## 課題の指示
セカンダリ データベースの復元に関するページ本文を、最初から最後まで一字も変えずに書き写してください。

## ページ本文
セカンダリ データベースの名前は、プライマリ データベースの名前と同じである必要があります。
すべて復元操作に RESTORE WITH NORECOVERY を使用します。
セカンダリ データベースをプライマリ データベースとは異なるファイル パス (ドライブ文字を含む) に配置する必要がある場合は、復元コマンドでデータベース ファイルごとに WITH MOVE オプションも使用して、それらのファイルをセカンダリ データベースのパスに指定する必要があります。
データベースのファイル グループをファイル グループごとに復元する場合は、必ずデータベース全体を復元してください。
データベースの復元後、復元された最後のデータ バックアップの後に作成されたすべてのログ バックアップを復元する必要があります (WITH NORECOVERY)。
推奨事項
SQL Server のスタンドアロン インスタンスでは、可能であれば、特定のセカンダリ データベースのファイル パス (ドライブ文字を含む) は、対応するプライマリ データベースのパスと一致させることをお勧めします。 セカンダリ データベースの作成時にデータベース ファイルを移動し、その後でセカンダリ データベースにファイルを追加しようとした場合、ファイルの追加操作が失敗し、セカンダリ データベースが中断される可能性があるためです。

## 提供された記録
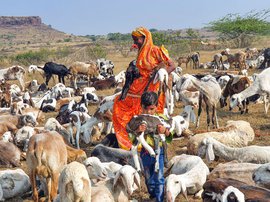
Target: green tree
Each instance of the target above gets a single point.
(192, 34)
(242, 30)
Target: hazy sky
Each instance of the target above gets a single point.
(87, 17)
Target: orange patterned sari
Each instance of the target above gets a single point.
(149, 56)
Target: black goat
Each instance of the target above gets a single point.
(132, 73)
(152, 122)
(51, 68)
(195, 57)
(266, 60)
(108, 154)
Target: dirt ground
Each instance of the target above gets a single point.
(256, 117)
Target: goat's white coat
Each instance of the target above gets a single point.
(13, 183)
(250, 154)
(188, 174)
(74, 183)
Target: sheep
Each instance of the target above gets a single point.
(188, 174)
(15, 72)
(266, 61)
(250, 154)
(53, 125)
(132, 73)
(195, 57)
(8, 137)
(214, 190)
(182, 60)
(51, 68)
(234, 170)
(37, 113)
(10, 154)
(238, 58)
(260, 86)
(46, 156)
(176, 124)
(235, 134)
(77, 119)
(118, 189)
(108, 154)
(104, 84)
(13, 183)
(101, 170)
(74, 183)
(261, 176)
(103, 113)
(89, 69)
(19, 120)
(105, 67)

---

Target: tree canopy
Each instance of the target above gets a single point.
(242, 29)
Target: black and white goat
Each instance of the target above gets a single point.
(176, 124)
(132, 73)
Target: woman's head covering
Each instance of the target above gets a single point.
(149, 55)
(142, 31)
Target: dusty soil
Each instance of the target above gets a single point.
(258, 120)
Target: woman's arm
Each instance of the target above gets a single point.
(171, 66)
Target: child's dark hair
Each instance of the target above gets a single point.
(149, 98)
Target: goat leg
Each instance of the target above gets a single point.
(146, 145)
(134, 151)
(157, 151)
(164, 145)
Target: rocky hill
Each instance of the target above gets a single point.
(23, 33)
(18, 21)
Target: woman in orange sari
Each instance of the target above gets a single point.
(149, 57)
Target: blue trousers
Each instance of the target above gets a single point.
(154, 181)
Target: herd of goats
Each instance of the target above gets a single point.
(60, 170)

---

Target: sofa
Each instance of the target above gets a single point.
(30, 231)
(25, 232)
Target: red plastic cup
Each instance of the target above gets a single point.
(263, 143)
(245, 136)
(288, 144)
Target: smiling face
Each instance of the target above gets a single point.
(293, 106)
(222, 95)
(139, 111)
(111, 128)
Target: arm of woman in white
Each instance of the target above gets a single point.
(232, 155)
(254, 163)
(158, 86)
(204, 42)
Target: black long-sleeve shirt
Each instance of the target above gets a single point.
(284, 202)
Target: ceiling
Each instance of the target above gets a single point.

## 記述回答
セカンダリ データベースの名前は、プライマリ データベースの名前と同じである必要があります。
すべて復元操作に RESTORE WITH NORECOVERY を使用します。
セカンダリ データベースをプライマリ データベースとは異なるファイル パス (ドライブ文字を含む) に配置する必要がある場合は、復元コマンドでデータベース ファイルごとに WITH MOVE オプションも使用して、それらのファイルをセカンダリ データベースのパスに指定する必要があります。
データベースのファイル グループをファイル グループごとに復元する場合は、必ずデータベース全体を復元してください。
データベースの復元後、復元された最後のデータ バックアップの後に作成されたすべてのログ バックアップを復元する必要があります (WITH NORECOVERY)。
推奨事項
SQL Server のスタンドアロン インスタンスでは、可能であれば、特定のセカンダリ データベースのファイル パス (ドライブ文字を含む) は、対応するプライマリ データベースのパスと一致させることをお勧めします。 セカンダリ データベースの作成時にデータベース ファイルを移動し、その後でセカンダリ データベースにファイルを追加しようとした場合、ファイルの追加操作が失敗し、セカンダリ データベースが中断される可能性があるためです。